Search the entries for the word "Question" and report each line that has it.

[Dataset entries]
□ □ □ □ □ □ □

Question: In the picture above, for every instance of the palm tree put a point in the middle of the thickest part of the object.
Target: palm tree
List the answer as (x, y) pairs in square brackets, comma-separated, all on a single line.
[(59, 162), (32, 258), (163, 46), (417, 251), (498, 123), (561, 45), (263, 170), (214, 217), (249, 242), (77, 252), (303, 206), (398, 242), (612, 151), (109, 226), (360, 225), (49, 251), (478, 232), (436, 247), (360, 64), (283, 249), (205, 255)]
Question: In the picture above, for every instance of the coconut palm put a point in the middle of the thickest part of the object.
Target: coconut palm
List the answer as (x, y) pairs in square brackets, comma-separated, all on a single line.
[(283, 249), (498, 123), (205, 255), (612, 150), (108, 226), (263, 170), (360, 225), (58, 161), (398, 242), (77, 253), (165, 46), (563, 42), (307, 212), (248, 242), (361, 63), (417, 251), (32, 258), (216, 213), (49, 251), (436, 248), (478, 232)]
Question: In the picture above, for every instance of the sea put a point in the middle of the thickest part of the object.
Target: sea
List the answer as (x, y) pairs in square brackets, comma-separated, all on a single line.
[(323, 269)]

□ □ □ □ □ □ □

REPLY TO THE EXERCISE —
Question: In the picture above, for every instance of the palm tree put a point in the middle of the thickest part of the object.
Question: In the picture above, for every instance of the coconut palm put a point in the middle of the thickest part of the object.
Question: In the picture above, for every instance of the sea put a point in the middle of the thickest part of the object.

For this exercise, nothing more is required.